» **The input**
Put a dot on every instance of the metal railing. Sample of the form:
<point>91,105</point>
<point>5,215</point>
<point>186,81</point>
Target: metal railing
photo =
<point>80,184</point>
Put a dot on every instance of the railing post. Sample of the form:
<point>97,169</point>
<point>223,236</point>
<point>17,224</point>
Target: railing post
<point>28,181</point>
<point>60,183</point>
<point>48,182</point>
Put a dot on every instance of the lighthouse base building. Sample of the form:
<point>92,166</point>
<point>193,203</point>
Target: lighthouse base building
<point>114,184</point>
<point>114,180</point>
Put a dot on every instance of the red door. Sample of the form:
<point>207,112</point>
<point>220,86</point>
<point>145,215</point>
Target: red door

--

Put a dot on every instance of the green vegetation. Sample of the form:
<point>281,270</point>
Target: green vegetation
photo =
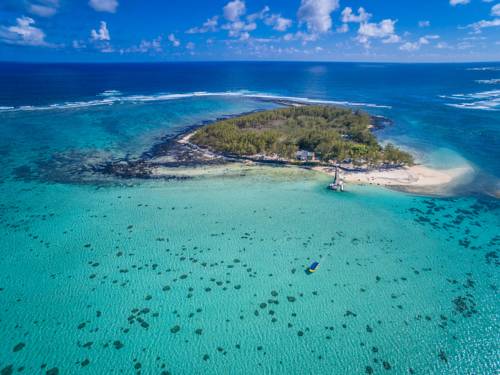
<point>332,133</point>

» **Work required**
In the items between the lines holding "Put a dot on every instance of the railing" and "Target: red door", inclusive, swap "lighthouse base building" for "lighthouse tower", and give those lines again with all else unchanged.

» **Exercise response**
Put a dot on every instance of the railing post. Sample of the form:
<point>97,169</point>
<point>223,236</point>
<point>17,224</point>
Target: railing post
<point>28,181</point>
<point>60,183</point>
<point>48,182</point>
Put a dot on every instance of the lighthouse tower. Sample of the form:
<point>92,166</point>
<point>193,203</point>
Target: lighthouse tower
<point>114,184</point>
<point>114,180</point>
Put a dot on every instance of the red door. Sample of the form:
<point>207,112</point>
<point>220,86</point>
<point>145,215</point>
Target: red door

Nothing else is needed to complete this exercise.